Please state how many lines in the records below contain the string "headlight" with case counting, and give only that number.

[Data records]
>> Start
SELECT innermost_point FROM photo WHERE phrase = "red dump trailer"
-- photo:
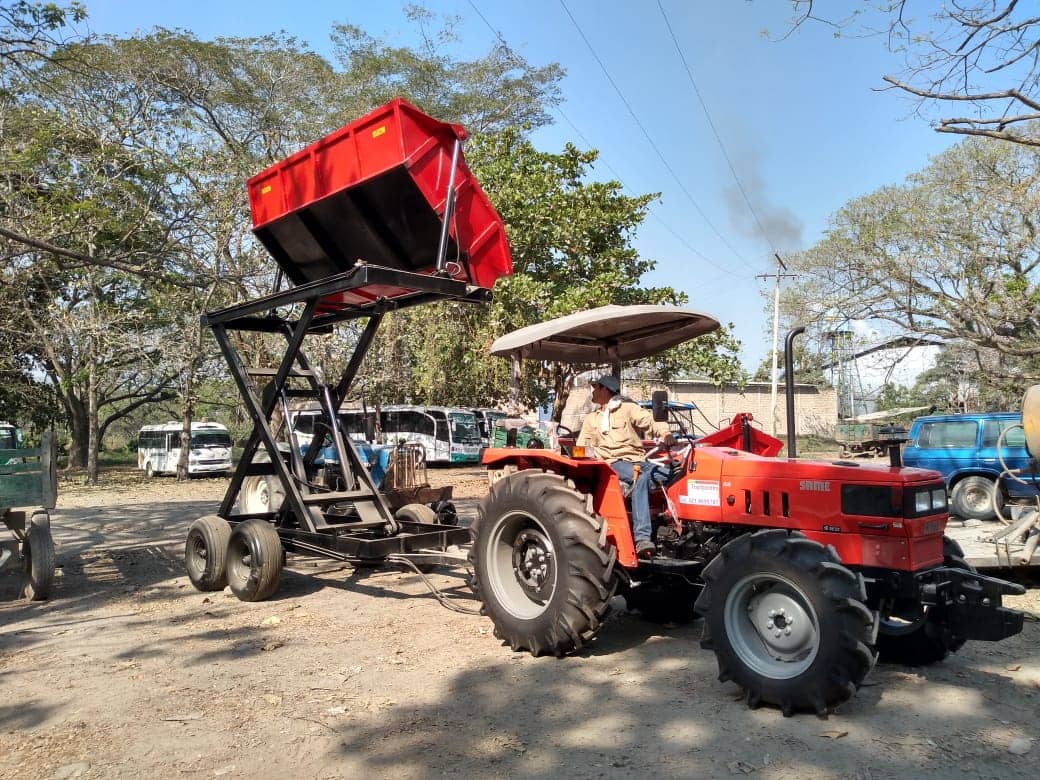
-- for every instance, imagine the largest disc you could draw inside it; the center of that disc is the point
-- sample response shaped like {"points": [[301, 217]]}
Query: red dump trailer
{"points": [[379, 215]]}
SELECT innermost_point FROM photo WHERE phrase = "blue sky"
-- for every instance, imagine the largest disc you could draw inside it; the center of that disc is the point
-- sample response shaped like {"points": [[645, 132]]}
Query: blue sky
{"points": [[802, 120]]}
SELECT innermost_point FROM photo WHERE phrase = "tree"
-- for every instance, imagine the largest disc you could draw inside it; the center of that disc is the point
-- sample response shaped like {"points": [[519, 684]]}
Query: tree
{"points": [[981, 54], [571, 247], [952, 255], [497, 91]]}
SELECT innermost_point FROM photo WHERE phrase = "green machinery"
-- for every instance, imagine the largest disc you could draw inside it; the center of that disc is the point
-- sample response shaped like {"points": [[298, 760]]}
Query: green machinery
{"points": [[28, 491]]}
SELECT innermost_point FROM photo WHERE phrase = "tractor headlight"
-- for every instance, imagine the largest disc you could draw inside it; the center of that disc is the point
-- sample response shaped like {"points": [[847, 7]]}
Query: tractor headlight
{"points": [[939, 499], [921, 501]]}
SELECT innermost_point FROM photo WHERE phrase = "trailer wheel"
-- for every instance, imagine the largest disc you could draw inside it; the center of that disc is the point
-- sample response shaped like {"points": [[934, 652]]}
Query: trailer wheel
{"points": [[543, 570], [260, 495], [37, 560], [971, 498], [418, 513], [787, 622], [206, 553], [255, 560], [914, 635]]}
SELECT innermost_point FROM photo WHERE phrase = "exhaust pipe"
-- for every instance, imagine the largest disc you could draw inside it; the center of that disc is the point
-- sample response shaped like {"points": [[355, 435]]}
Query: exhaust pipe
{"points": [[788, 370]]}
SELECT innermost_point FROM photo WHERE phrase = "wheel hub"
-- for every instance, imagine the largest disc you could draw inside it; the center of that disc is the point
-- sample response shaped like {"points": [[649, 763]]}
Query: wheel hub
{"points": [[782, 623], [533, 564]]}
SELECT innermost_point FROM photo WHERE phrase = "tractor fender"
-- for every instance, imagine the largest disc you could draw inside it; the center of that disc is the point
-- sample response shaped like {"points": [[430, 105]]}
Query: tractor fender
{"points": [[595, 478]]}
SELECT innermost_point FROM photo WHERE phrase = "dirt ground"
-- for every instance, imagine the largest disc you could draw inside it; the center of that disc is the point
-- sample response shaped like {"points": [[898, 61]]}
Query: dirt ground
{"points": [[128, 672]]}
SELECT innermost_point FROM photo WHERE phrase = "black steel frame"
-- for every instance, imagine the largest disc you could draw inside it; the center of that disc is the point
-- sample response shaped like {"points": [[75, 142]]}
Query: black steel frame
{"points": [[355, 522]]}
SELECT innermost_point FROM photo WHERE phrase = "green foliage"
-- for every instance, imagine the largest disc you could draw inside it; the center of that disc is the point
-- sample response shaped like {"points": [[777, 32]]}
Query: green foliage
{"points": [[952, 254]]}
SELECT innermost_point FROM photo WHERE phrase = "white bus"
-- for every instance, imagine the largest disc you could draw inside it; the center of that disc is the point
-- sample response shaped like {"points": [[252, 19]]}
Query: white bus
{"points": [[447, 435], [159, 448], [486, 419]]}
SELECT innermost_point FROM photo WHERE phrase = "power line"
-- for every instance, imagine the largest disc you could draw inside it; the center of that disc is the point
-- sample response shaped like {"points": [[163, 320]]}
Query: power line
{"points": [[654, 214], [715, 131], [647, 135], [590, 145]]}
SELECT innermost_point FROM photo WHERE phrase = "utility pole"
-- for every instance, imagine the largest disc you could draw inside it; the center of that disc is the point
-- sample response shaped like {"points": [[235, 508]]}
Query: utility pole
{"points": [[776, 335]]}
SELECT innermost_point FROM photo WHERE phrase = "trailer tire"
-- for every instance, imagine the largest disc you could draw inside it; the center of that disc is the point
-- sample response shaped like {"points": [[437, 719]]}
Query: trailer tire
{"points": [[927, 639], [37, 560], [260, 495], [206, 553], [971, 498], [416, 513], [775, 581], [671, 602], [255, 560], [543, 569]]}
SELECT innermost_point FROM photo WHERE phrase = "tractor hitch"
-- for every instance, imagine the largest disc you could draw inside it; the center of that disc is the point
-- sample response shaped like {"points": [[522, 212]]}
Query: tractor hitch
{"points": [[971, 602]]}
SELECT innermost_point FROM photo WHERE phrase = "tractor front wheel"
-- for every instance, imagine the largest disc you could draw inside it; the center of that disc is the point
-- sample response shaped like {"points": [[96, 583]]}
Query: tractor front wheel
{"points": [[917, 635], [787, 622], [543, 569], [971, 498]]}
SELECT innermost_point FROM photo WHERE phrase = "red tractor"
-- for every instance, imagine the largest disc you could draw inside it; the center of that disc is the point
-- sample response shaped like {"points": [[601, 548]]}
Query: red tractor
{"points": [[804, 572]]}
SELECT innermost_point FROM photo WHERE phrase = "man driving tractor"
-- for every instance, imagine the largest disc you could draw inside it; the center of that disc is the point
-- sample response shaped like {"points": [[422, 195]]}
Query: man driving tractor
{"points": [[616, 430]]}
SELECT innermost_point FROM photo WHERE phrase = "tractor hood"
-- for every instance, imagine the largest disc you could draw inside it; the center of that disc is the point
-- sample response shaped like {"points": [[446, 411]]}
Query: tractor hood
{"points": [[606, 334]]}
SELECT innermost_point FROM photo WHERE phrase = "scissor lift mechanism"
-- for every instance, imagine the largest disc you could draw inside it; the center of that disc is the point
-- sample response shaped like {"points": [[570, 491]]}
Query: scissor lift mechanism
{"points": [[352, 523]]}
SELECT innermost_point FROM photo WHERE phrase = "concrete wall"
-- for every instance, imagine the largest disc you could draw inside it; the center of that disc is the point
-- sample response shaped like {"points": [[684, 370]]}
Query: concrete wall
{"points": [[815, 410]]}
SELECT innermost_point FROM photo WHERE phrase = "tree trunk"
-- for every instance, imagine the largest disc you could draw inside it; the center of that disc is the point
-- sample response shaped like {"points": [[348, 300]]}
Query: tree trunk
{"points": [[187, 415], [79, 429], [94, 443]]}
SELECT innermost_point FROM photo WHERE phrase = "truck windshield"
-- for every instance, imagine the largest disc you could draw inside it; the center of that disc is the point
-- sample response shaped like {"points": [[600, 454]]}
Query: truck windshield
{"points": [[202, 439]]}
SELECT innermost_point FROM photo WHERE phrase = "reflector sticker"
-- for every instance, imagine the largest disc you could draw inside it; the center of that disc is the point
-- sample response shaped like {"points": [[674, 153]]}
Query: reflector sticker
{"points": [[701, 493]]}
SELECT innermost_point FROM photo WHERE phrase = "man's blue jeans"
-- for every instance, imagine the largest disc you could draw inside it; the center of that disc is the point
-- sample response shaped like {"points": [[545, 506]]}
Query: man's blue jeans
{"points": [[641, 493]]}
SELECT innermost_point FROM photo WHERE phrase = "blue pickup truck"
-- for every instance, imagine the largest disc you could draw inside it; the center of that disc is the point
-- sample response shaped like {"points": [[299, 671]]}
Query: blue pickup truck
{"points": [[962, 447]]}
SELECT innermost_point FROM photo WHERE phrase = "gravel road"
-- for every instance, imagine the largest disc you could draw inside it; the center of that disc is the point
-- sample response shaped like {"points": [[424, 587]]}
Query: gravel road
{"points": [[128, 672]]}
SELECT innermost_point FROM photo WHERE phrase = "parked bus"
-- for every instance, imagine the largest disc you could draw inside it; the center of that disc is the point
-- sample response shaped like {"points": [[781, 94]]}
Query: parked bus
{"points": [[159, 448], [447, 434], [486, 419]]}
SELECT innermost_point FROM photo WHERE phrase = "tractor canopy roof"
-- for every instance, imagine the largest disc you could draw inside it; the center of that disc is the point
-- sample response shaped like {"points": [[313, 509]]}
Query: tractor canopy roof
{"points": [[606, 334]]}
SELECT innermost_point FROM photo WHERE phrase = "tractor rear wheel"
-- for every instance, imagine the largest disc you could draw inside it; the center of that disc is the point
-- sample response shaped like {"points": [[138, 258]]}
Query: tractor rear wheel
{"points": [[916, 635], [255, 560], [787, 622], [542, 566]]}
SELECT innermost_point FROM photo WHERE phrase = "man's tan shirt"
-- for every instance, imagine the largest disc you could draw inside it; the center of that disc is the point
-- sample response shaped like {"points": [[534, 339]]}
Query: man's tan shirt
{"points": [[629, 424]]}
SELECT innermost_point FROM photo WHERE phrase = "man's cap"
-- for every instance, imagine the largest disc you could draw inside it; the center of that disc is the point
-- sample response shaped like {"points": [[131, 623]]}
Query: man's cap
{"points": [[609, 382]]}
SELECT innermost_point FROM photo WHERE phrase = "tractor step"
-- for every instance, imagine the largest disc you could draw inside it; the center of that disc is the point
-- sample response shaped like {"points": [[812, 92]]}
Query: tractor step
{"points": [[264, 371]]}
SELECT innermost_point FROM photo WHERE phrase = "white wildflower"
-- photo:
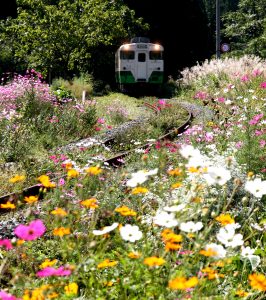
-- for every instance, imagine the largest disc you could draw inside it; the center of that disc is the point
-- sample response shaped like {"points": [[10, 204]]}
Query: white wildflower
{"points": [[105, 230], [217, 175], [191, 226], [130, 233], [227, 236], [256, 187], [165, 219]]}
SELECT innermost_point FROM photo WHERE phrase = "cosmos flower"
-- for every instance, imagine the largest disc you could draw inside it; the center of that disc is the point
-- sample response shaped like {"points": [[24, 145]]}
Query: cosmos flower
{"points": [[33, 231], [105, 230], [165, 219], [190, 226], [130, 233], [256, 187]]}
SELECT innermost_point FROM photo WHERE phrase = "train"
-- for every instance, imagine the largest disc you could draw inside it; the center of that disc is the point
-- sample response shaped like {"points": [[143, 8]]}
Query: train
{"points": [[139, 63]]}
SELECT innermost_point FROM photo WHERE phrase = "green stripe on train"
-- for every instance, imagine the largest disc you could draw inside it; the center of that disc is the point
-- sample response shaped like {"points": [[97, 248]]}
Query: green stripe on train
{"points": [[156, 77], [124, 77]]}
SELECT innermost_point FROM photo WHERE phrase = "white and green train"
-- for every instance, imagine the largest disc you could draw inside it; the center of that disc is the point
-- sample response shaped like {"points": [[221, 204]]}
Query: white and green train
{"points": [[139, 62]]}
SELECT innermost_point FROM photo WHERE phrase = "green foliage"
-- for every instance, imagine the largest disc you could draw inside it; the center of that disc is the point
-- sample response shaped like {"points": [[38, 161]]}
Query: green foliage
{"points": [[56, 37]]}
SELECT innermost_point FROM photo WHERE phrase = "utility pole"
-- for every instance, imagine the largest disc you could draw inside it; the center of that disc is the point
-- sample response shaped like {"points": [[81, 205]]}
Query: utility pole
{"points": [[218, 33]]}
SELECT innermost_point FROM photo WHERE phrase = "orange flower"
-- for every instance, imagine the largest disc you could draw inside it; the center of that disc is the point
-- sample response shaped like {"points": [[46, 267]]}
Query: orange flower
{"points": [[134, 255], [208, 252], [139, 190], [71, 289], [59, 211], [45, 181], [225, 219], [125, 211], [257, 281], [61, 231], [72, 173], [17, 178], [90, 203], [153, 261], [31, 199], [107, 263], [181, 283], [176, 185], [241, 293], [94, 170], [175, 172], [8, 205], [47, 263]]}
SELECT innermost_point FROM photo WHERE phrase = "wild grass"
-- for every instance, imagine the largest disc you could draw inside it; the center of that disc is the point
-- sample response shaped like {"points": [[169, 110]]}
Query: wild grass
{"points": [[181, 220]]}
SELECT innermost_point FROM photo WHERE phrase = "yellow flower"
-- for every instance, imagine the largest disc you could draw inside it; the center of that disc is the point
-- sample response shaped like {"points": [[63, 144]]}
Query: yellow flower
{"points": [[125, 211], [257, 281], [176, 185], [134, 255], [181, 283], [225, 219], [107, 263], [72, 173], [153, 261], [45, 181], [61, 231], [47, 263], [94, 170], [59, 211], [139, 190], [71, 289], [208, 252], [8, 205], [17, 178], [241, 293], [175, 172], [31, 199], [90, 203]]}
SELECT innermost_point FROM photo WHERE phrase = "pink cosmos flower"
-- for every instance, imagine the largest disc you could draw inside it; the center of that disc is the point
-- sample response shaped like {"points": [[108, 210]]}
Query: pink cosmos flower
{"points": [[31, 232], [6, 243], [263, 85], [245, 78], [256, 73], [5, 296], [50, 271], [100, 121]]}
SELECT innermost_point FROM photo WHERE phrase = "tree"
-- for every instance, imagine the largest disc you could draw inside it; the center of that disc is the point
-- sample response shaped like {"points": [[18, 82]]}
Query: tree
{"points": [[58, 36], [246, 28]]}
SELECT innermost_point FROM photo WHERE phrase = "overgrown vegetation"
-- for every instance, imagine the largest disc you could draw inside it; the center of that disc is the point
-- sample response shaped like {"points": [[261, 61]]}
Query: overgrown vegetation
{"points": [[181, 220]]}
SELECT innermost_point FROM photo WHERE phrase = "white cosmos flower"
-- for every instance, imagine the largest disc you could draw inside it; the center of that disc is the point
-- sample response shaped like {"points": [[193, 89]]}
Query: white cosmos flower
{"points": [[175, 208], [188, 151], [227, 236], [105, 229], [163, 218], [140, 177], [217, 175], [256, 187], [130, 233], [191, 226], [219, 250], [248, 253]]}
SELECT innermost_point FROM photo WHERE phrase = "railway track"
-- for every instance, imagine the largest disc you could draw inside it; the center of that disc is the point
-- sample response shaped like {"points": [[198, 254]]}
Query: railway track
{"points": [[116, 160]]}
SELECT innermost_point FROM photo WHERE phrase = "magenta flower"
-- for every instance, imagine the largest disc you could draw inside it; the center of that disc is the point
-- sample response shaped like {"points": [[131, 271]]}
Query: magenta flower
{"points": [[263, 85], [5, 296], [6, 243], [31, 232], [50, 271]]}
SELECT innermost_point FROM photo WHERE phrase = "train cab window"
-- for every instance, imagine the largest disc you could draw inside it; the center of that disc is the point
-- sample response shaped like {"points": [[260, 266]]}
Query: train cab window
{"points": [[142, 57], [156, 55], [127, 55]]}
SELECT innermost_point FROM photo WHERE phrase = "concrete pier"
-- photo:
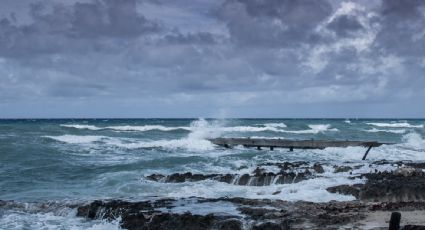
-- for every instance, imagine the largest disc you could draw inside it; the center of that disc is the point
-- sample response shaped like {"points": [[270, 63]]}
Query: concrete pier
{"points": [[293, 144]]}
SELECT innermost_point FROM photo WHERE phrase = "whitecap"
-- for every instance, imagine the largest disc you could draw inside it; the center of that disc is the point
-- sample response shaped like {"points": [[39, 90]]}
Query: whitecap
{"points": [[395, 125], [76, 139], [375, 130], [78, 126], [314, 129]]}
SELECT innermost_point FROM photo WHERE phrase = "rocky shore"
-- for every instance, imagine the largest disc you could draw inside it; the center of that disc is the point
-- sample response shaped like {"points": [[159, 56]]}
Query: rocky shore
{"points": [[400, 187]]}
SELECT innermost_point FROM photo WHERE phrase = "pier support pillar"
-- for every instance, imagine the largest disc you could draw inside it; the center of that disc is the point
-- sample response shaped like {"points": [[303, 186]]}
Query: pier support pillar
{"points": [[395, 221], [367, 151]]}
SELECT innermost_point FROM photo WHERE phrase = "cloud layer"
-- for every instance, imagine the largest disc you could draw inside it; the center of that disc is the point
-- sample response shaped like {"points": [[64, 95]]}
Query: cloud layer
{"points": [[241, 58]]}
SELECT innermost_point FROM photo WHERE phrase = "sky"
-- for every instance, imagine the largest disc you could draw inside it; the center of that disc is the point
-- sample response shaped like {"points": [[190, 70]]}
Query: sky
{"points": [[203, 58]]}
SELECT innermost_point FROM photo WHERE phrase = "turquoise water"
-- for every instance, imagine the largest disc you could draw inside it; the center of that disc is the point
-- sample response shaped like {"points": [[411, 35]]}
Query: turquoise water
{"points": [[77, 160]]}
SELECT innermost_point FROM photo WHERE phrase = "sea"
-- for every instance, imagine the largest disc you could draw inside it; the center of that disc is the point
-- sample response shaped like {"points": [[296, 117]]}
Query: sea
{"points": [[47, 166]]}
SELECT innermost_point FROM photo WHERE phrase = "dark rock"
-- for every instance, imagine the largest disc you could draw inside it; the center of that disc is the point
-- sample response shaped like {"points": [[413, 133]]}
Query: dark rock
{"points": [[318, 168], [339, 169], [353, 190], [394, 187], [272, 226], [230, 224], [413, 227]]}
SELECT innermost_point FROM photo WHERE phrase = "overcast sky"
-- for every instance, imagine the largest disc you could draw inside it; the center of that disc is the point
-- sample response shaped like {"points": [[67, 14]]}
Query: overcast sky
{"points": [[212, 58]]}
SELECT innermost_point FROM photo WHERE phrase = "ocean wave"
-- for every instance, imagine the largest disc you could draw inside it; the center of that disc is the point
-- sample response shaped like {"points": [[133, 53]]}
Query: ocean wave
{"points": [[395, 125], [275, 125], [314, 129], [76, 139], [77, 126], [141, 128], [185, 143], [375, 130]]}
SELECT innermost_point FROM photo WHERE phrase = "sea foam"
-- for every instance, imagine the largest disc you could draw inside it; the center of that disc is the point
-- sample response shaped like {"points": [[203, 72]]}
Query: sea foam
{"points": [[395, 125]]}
>> End
:: TASK RESULT ::
2